- _What the task asks_
The answer must consist of every line in the data that contains "bandana".

Dataset records

● ● ● ● ● ● ●

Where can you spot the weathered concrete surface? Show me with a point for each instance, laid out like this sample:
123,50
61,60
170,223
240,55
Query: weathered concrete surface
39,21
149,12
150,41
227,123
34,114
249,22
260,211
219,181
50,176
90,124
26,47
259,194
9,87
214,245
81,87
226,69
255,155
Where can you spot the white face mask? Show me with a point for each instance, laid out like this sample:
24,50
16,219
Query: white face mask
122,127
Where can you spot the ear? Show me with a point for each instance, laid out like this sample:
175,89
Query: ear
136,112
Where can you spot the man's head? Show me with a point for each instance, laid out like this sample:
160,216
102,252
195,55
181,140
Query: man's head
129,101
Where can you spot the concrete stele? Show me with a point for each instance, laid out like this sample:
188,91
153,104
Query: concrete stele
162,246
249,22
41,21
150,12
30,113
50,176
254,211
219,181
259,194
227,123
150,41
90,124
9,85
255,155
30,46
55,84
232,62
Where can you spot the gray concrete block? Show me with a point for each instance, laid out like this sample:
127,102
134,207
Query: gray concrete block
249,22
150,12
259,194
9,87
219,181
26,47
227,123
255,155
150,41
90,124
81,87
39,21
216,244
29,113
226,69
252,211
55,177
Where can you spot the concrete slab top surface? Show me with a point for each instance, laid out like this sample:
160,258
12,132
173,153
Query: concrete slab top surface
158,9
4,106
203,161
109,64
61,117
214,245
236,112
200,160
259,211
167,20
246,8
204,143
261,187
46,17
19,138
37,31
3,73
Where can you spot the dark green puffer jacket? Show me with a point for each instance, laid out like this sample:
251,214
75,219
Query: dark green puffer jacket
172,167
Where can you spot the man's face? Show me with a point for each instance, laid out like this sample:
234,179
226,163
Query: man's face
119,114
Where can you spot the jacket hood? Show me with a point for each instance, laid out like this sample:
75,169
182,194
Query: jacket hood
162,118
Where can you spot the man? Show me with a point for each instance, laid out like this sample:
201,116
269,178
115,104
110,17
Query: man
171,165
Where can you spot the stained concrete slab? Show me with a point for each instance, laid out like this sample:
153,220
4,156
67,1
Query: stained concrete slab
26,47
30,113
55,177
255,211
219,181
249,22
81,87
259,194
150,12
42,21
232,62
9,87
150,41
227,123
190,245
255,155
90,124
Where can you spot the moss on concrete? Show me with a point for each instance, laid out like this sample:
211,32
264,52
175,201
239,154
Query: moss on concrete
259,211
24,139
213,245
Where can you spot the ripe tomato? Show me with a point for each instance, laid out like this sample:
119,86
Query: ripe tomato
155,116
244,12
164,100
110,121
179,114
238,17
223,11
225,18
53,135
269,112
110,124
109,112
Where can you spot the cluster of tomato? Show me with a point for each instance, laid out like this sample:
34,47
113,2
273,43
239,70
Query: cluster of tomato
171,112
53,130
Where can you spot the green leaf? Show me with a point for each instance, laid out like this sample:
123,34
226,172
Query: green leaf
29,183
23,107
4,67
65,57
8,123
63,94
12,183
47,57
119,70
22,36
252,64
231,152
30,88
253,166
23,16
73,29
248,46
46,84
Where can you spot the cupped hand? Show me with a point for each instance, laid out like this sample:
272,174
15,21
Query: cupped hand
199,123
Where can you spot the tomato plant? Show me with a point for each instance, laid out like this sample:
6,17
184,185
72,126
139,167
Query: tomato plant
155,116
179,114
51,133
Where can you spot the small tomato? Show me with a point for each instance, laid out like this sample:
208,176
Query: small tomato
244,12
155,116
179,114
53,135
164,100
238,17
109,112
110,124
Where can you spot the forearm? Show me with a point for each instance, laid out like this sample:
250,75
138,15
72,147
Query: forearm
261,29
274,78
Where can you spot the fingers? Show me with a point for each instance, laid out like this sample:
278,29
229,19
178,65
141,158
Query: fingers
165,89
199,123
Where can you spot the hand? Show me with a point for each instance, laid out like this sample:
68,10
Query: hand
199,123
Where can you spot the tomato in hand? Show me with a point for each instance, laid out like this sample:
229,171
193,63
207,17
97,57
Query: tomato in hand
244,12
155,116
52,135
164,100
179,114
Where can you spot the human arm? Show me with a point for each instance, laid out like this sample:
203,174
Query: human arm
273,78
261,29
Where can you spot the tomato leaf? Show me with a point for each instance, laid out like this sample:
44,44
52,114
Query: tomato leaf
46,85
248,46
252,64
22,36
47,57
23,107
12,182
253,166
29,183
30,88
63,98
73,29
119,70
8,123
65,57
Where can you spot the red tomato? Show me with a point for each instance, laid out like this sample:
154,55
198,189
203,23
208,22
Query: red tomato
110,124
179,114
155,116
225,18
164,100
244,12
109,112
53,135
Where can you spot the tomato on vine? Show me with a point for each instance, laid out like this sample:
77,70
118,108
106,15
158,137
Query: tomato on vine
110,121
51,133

● ● ● ● ● ● ●

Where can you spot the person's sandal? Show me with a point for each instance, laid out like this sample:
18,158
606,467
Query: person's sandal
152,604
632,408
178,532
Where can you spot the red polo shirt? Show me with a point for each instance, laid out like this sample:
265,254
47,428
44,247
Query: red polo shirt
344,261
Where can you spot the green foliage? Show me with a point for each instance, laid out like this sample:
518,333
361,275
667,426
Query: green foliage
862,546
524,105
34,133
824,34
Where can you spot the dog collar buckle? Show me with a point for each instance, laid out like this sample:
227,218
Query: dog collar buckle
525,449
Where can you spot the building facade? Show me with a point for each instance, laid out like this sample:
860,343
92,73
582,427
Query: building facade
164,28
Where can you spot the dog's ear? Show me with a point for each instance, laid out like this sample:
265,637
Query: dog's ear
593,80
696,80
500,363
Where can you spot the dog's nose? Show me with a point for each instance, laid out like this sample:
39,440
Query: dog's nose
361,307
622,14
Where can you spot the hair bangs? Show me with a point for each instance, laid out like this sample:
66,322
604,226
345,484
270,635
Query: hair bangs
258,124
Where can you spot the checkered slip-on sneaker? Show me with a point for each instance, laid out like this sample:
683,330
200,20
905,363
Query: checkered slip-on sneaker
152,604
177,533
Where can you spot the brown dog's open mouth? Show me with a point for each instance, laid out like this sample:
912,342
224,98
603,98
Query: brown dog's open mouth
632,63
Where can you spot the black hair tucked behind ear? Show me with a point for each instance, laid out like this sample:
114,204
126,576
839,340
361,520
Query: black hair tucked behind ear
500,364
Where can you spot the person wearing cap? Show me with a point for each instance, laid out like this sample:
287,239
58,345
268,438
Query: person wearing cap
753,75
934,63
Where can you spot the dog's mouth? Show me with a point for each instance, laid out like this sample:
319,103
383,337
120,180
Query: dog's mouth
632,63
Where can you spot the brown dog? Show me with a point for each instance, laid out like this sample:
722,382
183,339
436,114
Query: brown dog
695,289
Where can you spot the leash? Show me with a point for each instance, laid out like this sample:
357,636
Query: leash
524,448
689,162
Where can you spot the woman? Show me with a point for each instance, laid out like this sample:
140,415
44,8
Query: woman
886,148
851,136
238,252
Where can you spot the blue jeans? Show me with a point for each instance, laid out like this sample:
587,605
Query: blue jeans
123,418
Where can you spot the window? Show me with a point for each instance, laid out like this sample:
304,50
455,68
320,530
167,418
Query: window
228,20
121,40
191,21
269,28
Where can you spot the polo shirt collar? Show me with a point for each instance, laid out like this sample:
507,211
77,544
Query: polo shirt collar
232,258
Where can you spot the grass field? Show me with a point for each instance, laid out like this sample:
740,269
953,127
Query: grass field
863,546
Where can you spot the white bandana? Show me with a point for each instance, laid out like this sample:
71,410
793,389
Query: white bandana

● ● ● ● ● ● ●

- _Exercise response_
Where can you spot the white bandana? Show me with a point for each instance, laid out like this sample:
Query: white bandana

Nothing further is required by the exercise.